Copy, from the data below, every line that has "reclined" in it.

Dataset entries

- Opening Delimiter -

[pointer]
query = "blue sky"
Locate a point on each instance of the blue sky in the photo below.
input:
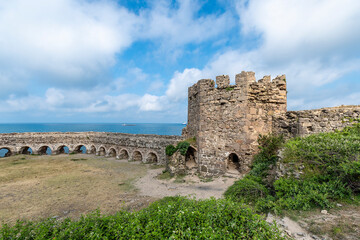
(132, 61)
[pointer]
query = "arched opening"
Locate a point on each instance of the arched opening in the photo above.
(233, 164)
(80, 149)
(45, 150)
(5, 152)
(190, 158)
(112, 152)
(102, 151)
(62, 150)
(124, 154)
(137, 156)
(93, 150)
(151, 158)
(26, 150)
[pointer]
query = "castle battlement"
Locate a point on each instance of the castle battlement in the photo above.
(228, 119)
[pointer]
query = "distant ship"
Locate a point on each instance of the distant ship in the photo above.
(125, 124)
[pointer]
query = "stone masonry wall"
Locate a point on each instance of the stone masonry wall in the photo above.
(148, 146)
(228, 118)
(304, 123)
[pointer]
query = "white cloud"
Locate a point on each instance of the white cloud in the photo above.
(313, 42)
(64, 40)
(178, 26)
(152, 103)
(177, 89)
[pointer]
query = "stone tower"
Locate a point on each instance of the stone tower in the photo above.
(227, 119)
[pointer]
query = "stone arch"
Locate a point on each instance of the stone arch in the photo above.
(45, 150)
(26, 150)
(5, 152)
(63, 149)
(112, 152)
(137, 156)
(92, 150)
(80, 149)
(151, 158)
(124, 154)
(102, 151)
(190, 158)
(233, 163)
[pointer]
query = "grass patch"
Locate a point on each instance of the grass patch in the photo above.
(169, 218)
(57, 186)
(78, 159)
(165, 175)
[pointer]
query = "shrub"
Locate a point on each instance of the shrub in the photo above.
(330, 172)
(170, 150)
(183, 147)
(169, 218)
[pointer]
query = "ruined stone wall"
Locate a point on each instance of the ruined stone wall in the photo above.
(146, 146)
(228, 118)
(192, 126)
(304, 123)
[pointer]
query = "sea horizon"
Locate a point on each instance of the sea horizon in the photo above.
(123, 127)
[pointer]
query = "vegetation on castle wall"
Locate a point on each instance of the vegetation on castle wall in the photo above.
(182, 147)
(170, 150)
(169, 218)
(329, 164)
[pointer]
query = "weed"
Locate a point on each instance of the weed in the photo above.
(165, 175)
(168, 218)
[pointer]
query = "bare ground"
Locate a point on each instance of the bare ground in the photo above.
(36, 187)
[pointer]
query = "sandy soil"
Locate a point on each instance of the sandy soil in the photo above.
(35, 187)
(191, 185)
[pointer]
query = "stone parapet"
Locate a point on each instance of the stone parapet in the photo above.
(307, 122)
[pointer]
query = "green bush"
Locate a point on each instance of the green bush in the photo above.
(183, 147)
(330, 168)
(169, 218)
(170, 150)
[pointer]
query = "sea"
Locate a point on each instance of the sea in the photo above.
(134, 128)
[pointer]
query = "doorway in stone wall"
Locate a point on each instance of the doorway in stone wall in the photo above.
(190, 160)
(233, 164)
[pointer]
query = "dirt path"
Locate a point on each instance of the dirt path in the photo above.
(192, 186)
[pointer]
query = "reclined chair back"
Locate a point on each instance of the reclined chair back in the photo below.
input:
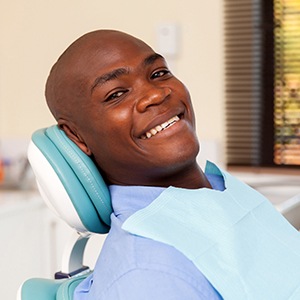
(74, 189)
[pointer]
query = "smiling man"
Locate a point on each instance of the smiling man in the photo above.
(118, 101)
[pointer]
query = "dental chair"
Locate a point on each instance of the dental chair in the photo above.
(73, 188)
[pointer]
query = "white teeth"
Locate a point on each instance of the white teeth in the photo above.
(160, 127)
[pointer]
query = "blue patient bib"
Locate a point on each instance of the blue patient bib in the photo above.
(235, 237)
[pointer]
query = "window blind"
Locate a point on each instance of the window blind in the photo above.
(287, 82)
(243, 80)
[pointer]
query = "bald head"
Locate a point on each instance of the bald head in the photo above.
(69, 81)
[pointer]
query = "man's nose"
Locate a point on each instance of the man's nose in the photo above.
(152, 96)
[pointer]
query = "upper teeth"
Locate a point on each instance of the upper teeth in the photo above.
(160, 127)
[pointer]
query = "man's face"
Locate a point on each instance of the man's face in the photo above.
(137, 118)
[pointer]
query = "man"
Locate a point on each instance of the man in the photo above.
(118, 101)
(176, 233)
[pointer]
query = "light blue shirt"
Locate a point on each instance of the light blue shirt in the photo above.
(133, 268)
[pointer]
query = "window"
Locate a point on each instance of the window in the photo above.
(262, 82)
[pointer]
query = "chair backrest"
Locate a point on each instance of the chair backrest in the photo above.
(74, 189)
(69, 181)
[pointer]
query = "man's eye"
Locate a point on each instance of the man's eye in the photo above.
(115, 95)
(160, 73)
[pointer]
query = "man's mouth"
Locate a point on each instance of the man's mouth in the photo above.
(158, 128)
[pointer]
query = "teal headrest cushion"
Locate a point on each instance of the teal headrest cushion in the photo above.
(79, 176)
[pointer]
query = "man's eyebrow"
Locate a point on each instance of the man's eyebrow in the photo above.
(152, 58)
(109, 76)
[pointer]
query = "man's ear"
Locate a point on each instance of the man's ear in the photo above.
(74, 136)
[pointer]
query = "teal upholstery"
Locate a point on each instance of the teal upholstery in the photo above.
(76, 175)
(80, 177)
(50, 289)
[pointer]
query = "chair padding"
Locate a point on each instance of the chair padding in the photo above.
(78, 182)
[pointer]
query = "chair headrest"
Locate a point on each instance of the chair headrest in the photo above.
(69, 181)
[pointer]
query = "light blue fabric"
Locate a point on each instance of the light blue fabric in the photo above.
(243, 246)
(131, 267)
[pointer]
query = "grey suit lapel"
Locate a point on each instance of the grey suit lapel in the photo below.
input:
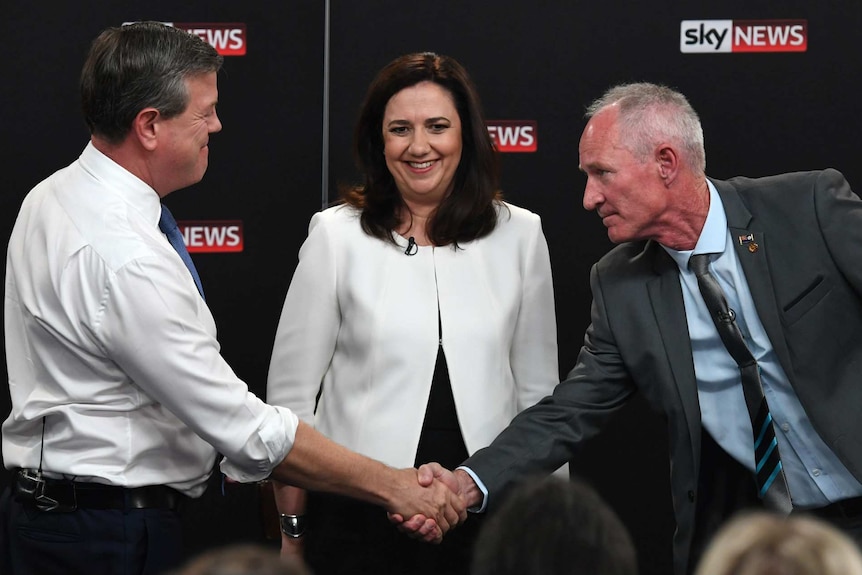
(665, 296)
(753, 256)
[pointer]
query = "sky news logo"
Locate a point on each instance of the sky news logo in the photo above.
(228, 39)
(212, 235)
(724, 36)
(513, 135)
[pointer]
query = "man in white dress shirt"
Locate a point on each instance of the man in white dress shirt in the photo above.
(120, 397)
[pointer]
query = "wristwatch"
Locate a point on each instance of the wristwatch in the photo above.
(292, 525)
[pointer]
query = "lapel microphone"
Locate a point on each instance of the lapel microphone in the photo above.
(412, 248)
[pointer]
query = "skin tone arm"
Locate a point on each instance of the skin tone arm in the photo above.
(316, 462)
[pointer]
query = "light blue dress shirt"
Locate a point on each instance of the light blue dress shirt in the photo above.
(815, 476)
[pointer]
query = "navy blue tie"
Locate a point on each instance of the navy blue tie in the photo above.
(769, 472)
(169, 227)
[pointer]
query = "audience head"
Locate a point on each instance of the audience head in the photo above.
(761, 543)
(550, 526)
(242, 559)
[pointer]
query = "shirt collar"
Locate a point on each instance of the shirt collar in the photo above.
(122, 182)
(713, 236)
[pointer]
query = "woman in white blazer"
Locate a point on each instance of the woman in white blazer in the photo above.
(420, 318)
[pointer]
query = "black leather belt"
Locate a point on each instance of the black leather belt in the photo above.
(845, 508)
(62, 495)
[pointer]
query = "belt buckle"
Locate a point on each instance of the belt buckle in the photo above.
(61, 500)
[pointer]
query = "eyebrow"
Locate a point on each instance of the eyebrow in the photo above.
(427, 121)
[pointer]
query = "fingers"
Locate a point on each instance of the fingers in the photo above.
(422, 528)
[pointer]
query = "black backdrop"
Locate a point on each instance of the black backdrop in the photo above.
(288, 107)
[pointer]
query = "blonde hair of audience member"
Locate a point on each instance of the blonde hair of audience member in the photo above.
(761, 543)
(242, 559)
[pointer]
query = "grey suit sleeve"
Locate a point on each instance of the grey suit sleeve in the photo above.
(839, 212)
(548, 434)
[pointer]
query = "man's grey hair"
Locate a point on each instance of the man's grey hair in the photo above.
(651, 114)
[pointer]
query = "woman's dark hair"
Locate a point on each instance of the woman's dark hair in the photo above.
(469, 211)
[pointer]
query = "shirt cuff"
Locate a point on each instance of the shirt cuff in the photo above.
(482, 488)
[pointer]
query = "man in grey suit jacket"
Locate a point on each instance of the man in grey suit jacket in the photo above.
(788, 252)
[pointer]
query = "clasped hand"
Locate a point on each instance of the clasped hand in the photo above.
(442, 486)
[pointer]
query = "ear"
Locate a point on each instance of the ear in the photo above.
(668, 162)
(145, 128)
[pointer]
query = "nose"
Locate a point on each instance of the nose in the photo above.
(419, 145)
(592, 197)
(215, 124)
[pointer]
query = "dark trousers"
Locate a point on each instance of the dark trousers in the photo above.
(87, 541)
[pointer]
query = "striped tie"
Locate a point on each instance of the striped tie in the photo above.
(769, 473)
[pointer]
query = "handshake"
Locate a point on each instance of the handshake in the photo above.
(434, 503)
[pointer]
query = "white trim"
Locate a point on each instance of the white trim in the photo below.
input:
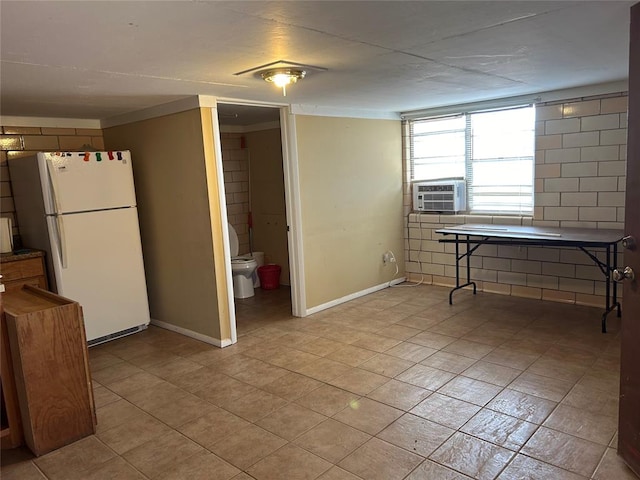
(50, 122)
(249, 128)
(177, 106)
(541, 97)
(217, 145)
(319, 111)
(293, 212)
(353, 296)
(191, 334)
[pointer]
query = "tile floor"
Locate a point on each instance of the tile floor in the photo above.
(393, 385)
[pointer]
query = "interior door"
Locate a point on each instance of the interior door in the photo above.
(629, 423)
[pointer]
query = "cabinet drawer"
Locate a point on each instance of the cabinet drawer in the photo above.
(15, 285)
(31, 267)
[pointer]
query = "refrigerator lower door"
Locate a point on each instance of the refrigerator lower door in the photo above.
(97, 259)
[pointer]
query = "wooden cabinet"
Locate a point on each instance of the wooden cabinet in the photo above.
(11, 431)
(19, 270)
(50, 362)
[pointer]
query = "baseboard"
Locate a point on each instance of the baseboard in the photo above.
(190, 333)
(361, 293)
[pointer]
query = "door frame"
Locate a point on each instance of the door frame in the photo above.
(292, 207)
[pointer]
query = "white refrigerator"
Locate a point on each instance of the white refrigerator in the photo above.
(80, 208)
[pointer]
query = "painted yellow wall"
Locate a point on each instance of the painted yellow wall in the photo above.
(172, 160)
(351, 203)
(267, 198)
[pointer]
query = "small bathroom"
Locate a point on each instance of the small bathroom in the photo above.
(252, 165)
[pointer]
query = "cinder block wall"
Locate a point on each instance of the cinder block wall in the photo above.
(26, 141)
(235, 166)
(579, 182)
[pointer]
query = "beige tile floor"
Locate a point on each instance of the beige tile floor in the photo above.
(393, 385)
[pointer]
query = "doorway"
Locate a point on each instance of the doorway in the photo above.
(253, 170)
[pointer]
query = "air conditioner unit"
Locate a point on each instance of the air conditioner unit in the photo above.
(442, 196)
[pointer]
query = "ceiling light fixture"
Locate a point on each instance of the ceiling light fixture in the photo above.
(282, 77)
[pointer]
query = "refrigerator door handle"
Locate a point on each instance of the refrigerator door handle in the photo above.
(59, 242)
(62, 241)
(54, 184)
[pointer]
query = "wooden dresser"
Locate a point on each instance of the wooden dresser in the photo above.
(23, 269)
(50, 365)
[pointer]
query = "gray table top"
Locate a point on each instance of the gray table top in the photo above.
(551, 234)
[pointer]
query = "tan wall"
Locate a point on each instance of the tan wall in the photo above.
(26, 141)
(267, 198)
(172, 159)
(579, 182)
(351, 203)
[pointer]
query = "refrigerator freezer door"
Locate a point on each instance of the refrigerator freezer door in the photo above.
(103, 271)
(82, 182)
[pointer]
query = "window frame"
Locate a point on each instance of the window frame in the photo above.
(518, 208)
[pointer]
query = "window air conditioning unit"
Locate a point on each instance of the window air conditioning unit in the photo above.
(442, 196)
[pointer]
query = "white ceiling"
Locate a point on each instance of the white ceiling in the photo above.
(98, 59)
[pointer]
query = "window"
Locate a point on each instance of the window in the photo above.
(492, 150)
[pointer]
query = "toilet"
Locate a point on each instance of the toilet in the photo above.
(243, 268)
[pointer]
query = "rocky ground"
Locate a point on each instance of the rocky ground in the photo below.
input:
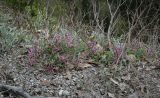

- Closing Delimiter -

- **COMPLETED TASK**:
query = "reclined chair back"
Locate a point on each instance of the reclined chair back in the photo below.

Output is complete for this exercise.